== Die Aufgabe ==
Gib den Lesetext über die Berichterstattung zu einem Femizid vollständig und wortgetreu wieder.

Ein grauenvoller Femizid im Kanton Baselland wirft die Frage auf, wie Medien über die Tötung von Frauen aufgrund ihres Frauseins berichten sollten. Es besteht viel Luft nach oben.
Von Valerie Zaslawski
In Binningen im Kanton Basel-Landschaft wurde im Februar 2024 auf grausame Art und Weise eine 38-jährige Frau ermordet. Die Frau war eine ehemalige Miss-Schweiz-Kandidatin und damit eine zumindest halbwegs öffentlich bekannte Figur des Zeitgeschehens. Der Tat dringend verdächtigt wurde ihr Ehemann. «Du wirst schon sehen, die ganze Welt wird noch über diesen schrecklichen Mord reden», prophezeite mir eine Bekannte letzten Sommer.
Der Ehemann wurde nach der Tat verhaftet, stellte aber ein Haftentlassungsgesuch. Damit scheiterte er bei allen Instanzen. Er zog sein Gesuch aber weiter bis vor das Bundesgericht in Lausanne. Im September 2024 lehnte auch das Bundesgericht sein Gesuch ab und veröffentlichte das Urteil dazu. Auf diesem Weg wurden schreckliche Details des Falls publik. Laut Urteil hat der Mann die Frau nicht nur grausam ermordet, sondern danach die Leiche kaltblütig zerstückelt.
Einige Schweizer Medien berichteten sehr detailliert darüber. Aus Sicht des Basler Frauenhauses handelte es sich dabei um einen Femizid, also um einen geschlechtsspezifischen Mord. Die Berichterstattung darüber war für das Frauenhaus zu detailliert: Ende Januar 2025 reichte es gemeinsam mit der Dachorganisation Frauenhäuser Schweiz Liechtenstein (DAO) Beschwerde beim Presserat ein – wegen Verstosses gegen den journalistischen Kodex, namentlich durch «20 Minuten» und «Nau.ch». Eine Premiere, deren Ausgang noch offen ist; die Behandlung einer Beschwerde kann bis zu einem Jahr dauern.

== Datenzeilen ==

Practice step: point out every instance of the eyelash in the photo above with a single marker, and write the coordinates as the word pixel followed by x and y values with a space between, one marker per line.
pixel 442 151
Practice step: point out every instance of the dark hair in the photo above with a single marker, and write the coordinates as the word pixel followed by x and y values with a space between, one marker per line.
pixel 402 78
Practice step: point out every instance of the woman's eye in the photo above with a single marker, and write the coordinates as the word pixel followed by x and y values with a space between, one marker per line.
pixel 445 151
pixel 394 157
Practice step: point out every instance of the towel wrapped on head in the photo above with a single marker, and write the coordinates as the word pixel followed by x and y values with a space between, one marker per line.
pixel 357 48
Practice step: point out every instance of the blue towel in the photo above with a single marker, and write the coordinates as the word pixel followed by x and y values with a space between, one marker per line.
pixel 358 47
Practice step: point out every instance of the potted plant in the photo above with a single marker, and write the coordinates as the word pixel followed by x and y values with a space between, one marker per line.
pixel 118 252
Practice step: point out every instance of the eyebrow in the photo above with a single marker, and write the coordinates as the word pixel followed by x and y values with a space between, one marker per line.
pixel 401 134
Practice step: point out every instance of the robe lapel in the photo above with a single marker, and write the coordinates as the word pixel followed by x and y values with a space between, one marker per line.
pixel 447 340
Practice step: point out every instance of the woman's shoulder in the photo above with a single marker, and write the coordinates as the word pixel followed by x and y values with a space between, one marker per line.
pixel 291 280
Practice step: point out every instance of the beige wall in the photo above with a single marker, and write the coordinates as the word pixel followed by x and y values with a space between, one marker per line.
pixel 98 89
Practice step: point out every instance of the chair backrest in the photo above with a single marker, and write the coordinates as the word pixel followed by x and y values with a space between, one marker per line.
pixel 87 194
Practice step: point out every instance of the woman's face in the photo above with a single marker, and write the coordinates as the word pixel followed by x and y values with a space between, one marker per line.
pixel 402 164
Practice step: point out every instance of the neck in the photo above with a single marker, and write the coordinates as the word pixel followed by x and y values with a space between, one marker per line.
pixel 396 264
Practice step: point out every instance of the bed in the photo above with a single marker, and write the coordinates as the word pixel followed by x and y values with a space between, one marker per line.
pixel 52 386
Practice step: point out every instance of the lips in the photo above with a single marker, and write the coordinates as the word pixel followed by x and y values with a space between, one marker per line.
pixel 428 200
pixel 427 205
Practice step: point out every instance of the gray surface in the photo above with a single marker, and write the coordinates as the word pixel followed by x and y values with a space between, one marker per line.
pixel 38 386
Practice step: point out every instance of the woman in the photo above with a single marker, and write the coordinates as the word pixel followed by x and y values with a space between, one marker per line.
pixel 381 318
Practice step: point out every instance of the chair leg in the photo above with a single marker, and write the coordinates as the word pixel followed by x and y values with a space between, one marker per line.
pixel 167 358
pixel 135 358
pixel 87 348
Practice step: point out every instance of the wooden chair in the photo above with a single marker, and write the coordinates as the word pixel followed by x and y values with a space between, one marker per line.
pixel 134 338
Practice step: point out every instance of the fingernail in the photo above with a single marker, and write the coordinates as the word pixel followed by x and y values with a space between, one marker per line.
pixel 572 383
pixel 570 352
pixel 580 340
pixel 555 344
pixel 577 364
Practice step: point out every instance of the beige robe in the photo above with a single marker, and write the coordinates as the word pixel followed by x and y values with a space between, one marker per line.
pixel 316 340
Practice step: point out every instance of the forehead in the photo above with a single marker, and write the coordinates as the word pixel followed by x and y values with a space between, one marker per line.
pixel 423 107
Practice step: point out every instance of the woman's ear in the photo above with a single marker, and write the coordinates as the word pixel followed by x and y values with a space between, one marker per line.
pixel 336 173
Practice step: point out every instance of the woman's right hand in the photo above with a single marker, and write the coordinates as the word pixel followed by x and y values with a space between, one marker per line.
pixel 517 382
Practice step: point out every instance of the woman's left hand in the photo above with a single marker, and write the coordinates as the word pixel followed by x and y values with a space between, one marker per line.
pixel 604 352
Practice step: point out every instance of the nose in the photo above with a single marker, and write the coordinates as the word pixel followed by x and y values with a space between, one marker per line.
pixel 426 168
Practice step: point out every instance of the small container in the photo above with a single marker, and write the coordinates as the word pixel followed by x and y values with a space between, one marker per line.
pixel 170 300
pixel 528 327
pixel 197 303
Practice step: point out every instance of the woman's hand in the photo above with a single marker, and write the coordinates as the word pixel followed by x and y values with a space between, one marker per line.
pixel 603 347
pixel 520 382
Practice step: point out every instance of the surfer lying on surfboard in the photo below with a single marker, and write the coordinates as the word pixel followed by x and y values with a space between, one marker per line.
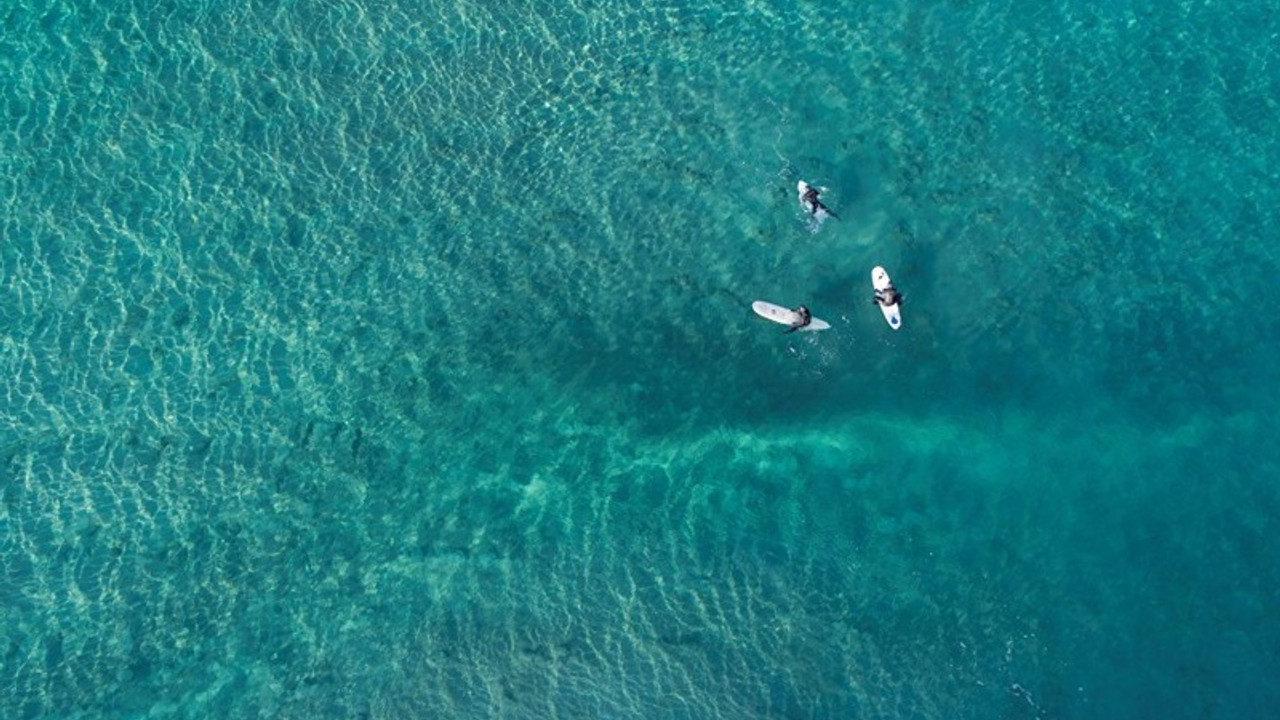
pixel 809 200
pixel 887 296
pixel 805 317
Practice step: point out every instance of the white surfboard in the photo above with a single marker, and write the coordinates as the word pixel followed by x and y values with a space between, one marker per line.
pixel 787 317
pixel 880 281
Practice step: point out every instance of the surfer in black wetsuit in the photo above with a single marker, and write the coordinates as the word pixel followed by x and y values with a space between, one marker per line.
pixel 888 296
pixel 805 318
pixel 810 200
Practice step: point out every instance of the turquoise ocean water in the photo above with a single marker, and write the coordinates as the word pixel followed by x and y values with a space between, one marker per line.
pixel 396 360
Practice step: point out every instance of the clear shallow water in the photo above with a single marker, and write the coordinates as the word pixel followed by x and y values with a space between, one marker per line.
pixel 385 360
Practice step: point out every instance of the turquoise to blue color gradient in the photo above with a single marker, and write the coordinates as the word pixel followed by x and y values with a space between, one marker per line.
pixel 384 360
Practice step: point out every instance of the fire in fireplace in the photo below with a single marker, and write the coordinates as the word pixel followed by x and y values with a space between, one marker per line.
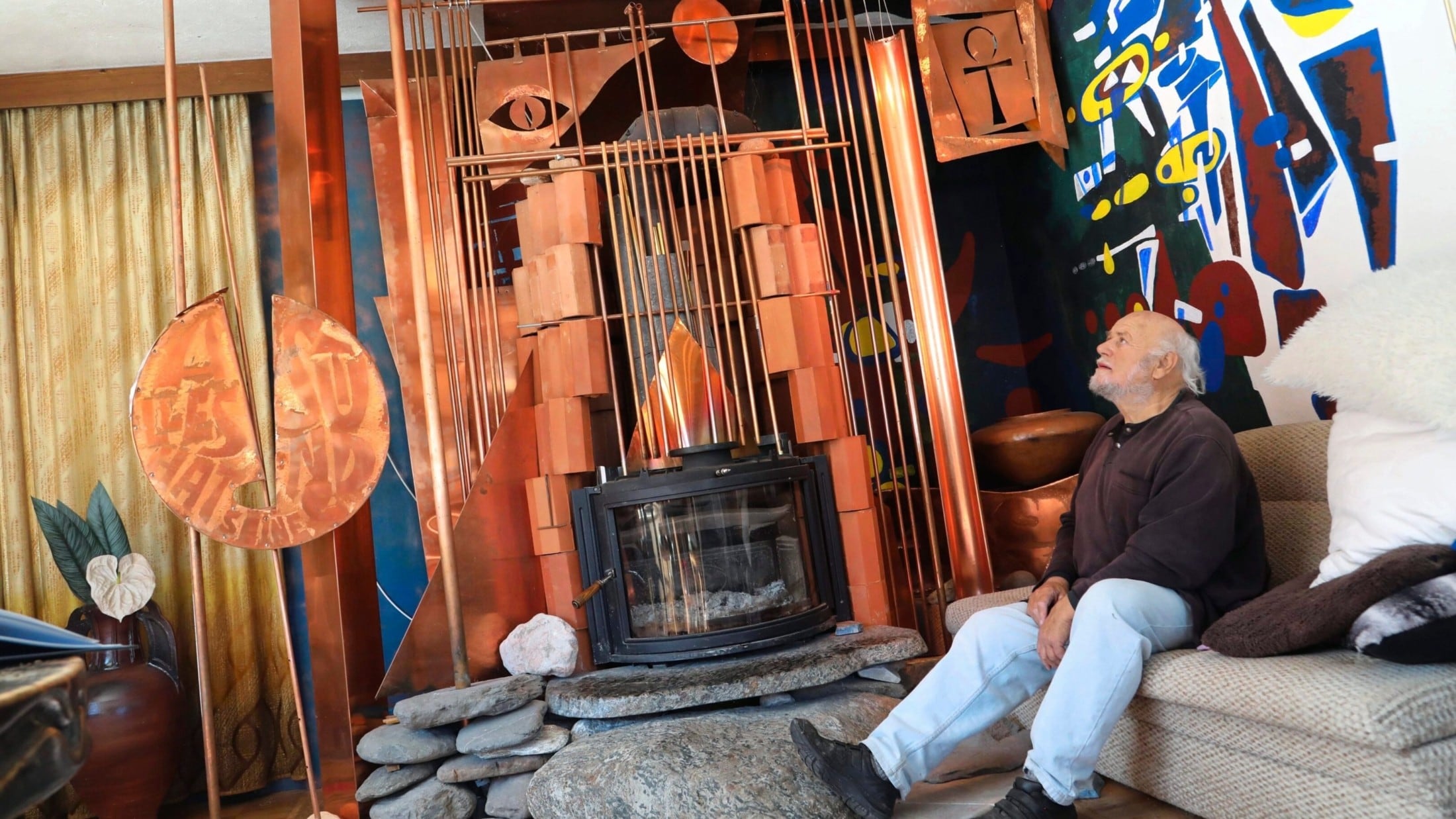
pixel 714 559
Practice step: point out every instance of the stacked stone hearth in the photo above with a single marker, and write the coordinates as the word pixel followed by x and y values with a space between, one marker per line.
pixel 705 738
pixel 453 749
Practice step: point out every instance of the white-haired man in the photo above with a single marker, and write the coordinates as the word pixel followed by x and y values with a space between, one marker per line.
pixel 1163 537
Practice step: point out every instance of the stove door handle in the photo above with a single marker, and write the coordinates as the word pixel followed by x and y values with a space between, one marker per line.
pixel 592 591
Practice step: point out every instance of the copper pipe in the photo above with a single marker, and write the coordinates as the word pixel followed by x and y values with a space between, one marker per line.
pixel 872 150
pixel 596 150
pixel 901 503
pixel 905 160
pixel 205 656
pixel 427 343
pixel 252 417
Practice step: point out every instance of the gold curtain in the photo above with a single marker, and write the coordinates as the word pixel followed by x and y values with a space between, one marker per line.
pixel 85 291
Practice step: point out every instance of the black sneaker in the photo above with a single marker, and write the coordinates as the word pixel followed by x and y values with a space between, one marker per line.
pixel 848 770
pixel 1027 800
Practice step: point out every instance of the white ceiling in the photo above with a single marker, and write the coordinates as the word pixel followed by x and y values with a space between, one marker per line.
pixel 56 35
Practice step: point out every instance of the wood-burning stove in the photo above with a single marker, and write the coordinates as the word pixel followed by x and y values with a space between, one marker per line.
pixel 714 559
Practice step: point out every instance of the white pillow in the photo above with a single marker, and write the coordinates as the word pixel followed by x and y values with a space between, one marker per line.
pixel 1391 484
pixel 1382 346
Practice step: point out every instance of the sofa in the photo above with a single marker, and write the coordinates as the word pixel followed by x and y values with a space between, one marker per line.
pixel 1326 734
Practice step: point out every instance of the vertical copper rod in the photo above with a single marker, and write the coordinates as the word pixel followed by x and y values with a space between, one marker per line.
pixel 427 343
pixel 252 417
pixel 872 150
pixel 849 130
pixel 447 111
pixel 723 342
pixel 899 122
pixel 622 251
pixel 205 656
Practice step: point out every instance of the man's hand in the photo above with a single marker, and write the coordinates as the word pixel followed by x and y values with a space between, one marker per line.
pixel 1044 598
pixel 1056 632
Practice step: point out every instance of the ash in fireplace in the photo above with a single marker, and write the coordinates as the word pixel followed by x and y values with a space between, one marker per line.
pixel 707 611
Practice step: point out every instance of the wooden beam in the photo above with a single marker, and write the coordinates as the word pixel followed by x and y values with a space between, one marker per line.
pixel 144 82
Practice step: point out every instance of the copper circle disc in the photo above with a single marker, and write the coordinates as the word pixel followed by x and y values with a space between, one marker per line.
pixel 694 40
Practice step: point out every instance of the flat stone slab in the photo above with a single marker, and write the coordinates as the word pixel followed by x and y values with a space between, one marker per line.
pixel 484 699
pixel 503 730
pixel 731 763
pixel 398 745
pixel 471 769
pixel 427 800
pixel 387 783
pixel 549 741
pixel 628 691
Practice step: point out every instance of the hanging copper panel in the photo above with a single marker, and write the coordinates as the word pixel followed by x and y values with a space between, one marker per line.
pixel 197 442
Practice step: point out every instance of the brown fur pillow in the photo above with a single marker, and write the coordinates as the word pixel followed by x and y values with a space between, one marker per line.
pixel 1293 617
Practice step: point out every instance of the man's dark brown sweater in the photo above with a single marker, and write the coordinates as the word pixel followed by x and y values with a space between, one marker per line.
pixel 1168 502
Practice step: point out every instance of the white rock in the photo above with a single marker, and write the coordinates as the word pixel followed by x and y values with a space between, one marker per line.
pixel 543 646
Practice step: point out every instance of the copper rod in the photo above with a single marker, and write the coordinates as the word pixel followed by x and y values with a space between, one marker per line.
pixel 449 108
pixel 872 150
pixel 621 251
pixel 205 655
pixel 596 150
pixel 702 325
pixel 900 127
pixel 427 343
pixel 835 53
pixel 437 248
pixel 667 209
pixel 724 343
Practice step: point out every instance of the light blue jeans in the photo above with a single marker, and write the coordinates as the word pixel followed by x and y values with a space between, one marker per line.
pixel 993 666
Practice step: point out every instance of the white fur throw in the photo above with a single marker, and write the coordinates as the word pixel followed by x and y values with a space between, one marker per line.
pixel 1384 346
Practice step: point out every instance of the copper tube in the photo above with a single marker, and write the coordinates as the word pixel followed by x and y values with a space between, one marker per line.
pixel 427 343
pixel 872 150
pixel 835 52
pixel 555 154
pixel 205 656
pixel 909 187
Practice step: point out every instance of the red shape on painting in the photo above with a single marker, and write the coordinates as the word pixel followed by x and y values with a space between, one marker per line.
pixel 1023 401
pixel 1269 209
pixel 962 276
pixel 1226 295
pixel 1014 354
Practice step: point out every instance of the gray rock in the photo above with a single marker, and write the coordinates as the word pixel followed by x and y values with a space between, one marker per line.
pixel 590 728
pixel 427 800
pixel 883 673
pixel 507 798
pixel 471 769
pixel 549 741
pixel 731 763
pixel 481 700
pixel 628 691
pixel 383 781
pixel 503 730
pixel 852 684
pixel 396 745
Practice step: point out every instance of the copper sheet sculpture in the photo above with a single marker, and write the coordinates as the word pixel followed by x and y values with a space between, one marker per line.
pixel 900 127
pixel 987 76
pixel 672 279
pixel 197 444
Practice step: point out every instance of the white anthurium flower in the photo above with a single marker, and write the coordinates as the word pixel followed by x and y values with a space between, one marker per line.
pixel 121 586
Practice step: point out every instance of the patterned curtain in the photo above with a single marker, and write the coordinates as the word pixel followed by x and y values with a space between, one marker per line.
pixel 85 291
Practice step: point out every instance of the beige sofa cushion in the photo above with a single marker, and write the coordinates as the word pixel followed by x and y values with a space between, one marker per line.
pixel 1334 694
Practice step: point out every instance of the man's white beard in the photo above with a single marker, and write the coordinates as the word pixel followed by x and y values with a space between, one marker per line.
pixel 1138 389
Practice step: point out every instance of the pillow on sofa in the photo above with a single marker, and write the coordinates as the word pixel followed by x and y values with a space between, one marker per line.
pixel 1381 346
pixel 1391 483
pixel 1413 626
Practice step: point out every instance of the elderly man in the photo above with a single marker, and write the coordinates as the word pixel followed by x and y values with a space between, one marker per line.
pixel 1162 538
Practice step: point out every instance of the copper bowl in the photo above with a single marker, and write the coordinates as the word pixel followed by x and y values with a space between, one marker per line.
pixel 1031 451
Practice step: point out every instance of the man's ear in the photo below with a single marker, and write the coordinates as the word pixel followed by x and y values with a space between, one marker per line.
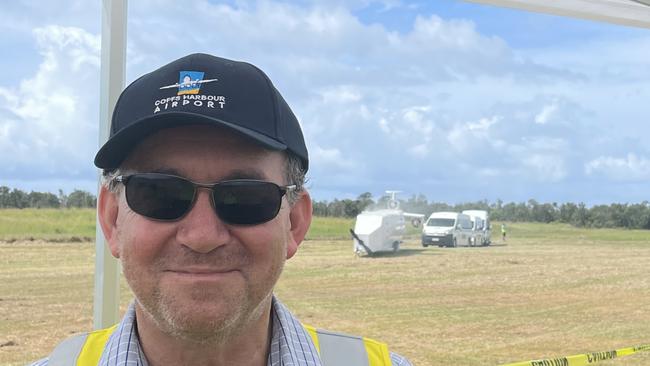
pixel 108 206
pixel 300 218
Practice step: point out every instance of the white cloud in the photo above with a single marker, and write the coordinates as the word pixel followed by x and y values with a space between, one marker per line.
pixel 331 157
pixel 545 115
pixel 546 168
pixel 371 99
pixel 49 120
pixel 629 168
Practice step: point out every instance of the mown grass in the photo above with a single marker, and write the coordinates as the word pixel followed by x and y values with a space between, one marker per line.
pixel 550 290
pixel 47 224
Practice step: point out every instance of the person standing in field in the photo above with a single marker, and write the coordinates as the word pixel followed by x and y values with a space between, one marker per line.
pixel 203 201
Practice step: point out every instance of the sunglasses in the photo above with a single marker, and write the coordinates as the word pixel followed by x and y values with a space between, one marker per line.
pixel 168 197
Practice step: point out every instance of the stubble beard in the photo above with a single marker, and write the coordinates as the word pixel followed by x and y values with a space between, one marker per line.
pixel 174 320
pixel 177 317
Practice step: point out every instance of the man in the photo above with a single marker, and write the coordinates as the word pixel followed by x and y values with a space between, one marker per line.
pixel 203 201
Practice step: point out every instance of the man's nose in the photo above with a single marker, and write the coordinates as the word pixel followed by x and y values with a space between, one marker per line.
pixel 201 229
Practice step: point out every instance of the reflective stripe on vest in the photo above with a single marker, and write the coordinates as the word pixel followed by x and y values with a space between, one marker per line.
pixel 335 349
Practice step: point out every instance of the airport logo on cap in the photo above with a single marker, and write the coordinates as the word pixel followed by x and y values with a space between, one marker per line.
pixel 189 85
pixel 189 82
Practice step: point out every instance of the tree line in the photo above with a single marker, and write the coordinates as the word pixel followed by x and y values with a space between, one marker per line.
pixel 625 215
pixel 16 198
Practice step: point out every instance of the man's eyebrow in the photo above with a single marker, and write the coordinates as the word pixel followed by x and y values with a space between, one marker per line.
pixel 244 174
pixel 235 174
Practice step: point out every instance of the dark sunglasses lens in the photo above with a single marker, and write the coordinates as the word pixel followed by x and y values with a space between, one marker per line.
pixel 158 196
pixel 247 203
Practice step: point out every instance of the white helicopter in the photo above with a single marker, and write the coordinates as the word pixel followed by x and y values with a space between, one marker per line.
pixel 382 230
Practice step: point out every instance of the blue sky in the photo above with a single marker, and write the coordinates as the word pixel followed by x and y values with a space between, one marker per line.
pixel 454 100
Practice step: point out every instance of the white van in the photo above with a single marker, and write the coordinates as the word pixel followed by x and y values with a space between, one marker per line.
pixel 484 231
pixel 449 229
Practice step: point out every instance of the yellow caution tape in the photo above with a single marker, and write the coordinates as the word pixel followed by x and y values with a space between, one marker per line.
pixel 583 359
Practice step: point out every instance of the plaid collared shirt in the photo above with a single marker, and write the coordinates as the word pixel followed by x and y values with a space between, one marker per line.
pixel 291 345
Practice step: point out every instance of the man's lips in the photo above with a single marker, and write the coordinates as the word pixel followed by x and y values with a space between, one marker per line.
pixel 201 272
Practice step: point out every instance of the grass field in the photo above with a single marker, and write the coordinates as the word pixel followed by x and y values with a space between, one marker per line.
pixel 550 290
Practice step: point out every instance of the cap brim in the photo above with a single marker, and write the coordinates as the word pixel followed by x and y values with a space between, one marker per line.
pixel 120 145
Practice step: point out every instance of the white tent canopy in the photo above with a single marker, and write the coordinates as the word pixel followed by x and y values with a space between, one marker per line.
pixel 634 13
pixel 625 12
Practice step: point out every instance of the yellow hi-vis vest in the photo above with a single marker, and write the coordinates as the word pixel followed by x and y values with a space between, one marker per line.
pixel 334 349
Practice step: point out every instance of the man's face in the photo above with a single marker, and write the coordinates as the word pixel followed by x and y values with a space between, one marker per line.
pixel 198 276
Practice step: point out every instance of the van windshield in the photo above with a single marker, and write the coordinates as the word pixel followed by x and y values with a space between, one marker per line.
pixel 440 222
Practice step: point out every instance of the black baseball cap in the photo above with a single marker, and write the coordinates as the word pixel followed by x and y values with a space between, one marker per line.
pixel 205 90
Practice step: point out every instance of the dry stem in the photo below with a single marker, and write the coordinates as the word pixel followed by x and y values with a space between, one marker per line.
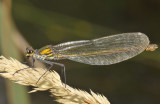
pixel 50 81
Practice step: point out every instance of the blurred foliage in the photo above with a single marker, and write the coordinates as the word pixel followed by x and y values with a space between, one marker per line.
pixel 136 81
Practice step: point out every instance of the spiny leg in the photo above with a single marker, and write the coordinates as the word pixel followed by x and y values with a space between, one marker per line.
pixel 33 60
pixel 52 63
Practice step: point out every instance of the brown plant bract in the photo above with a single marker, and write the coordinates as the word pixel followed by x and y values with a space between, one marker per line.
pixel 50 81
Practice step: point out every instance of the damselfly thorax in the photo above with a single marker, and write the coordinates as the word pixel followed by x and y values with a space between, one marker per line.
pixel 101 51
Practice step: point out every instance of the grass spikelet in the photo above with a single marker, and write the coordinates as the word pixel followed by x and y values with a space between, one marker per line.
pixel 50 81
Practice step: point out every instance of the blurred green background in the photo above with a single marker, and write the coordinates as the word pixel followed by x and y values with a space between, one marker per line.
pixel 135 81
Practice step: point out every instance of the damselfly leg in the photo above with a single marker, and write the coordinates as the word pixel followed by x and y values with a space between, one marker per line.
pixel 33 60
pixel 53 63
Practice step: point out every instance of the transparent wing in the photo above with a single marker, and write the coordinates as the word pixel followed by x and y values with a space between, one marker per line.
pixel 105 50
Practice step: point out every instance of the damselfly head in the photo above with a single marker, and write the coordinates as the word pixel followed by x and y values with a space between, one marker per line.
pixel 29 52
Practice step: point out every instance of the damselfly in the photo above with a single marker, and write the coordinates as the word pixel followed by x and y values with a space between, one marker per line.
pixel 101 51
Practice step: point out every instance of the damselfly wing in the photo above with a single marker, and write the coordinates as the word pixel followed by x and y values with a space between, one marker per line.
pixel 101 51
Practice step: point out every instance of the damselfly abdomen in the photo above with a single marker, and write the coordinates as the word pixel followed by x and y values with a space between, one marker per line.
pixel 101 51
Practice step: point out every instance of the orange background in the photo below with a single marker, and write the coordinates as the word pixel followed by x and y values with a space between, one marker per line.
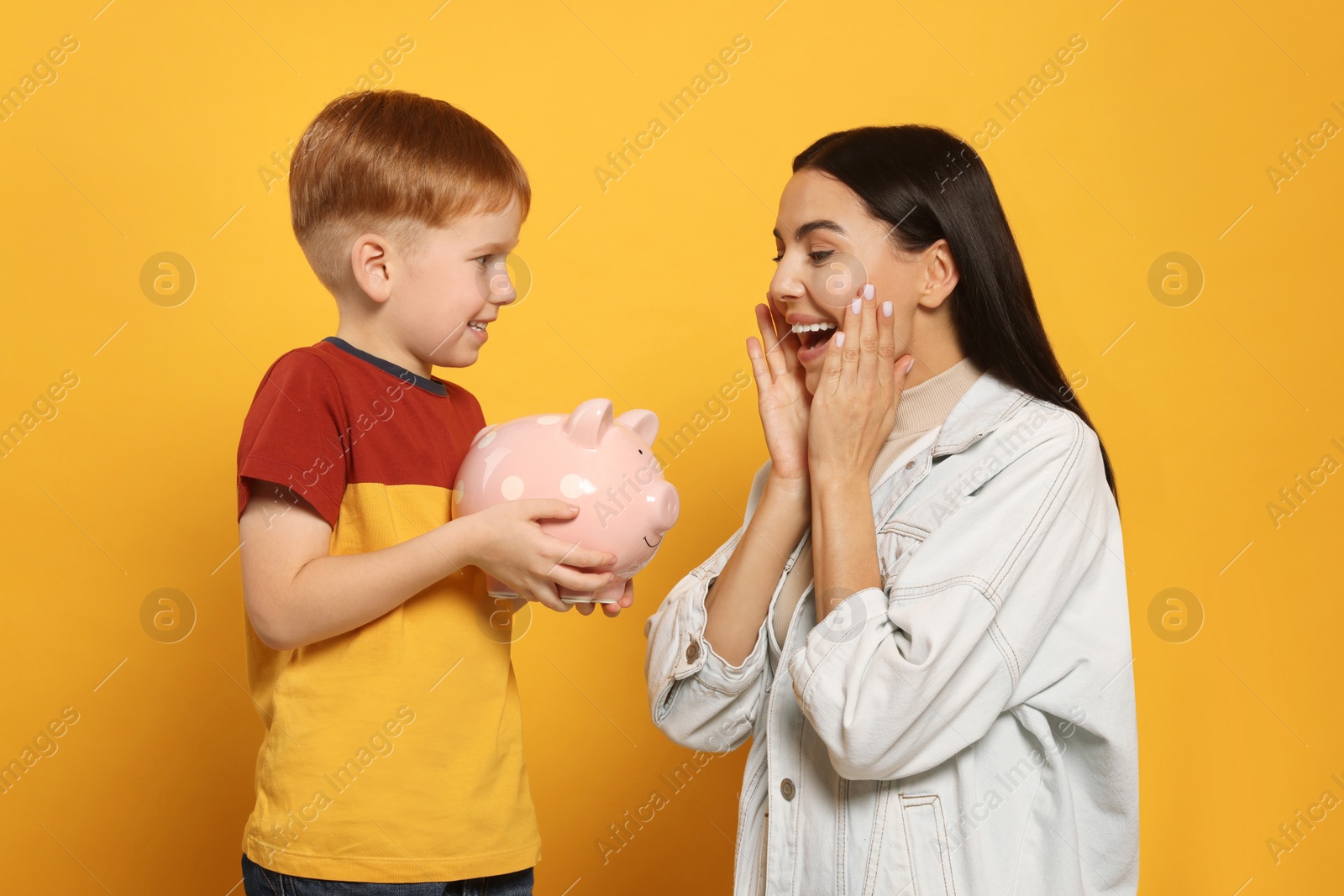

== Lösung der Aufgabe ==
Ein grauenvoller Femizid im Kanton Baselland wirft die Frage auf, wie Medien über die Tötung von Frauen aufgrund ihres Frauseins berichten sollten. Es besteht viel Luft nach oben.
Von Valerie Zaslawski
In Binningen im Kanton Basel-Landschaft wurde im Februar 2024 auf grausame Art und Weise eine 38-jährige Frau ermordet. Die Frau war eine ehemalige Miss-Schweiz-Kandidatin und damit eine zumindest halbwegs öffentlich bekannte Figur des Zeitgeschehens. Der Tat dringend verdächtigt wurde ihr Ehemann. «Du wirst schon sehen, die ganze Welt wird noch über diesen schrecklichen Mord reden», prophezeite mir eine Bekannte letzten Sommer.
Der Ehemann wurde nach der Tat verhaftet, stellte aber ein Haftentlassungsgesuch. Damit scheiterte er bei allen Instanzen. Er zog sein Gesuch aber weiter bis vor das Bundesgericht in Lausanne. Im September 2024 lehnte auch das Bundesgericht sein Gesuch ab und veröffentlichte das Urteil dazu. Auf diesem Weg wurden schreckliche Details des Falls publik. Laut Urteil hat der Mann die Frau nicht nur grausam ermordet, sondern danach die Leiche kaltblütig zerstückelt.
Einige Schweizer Medien berichteten sehr detailliert darüber. Aus Sicht des Basler Frauenhauses handelte es sich dabei um einen Femizid, also um einen geschlechtsspezifischen Mord. Die Berichterstattung darüber war für das Frauenhaus zu detailliert: Ende Januar 2025 reichte es gemeinsam mit der Dachorganisation Frauenhäuser Schweiz Liechtenstein (DAO) Beschwerde beim Presserat ein – wegen Verstosses gegen den journalistischen Kodex, namentlich durch «20 Minuten» und «Nau.ch». Eine Premiere, deren Ausgang noch offen ist; die Behandlung einer Beschwerde kann bis zu einem Jahr dauern.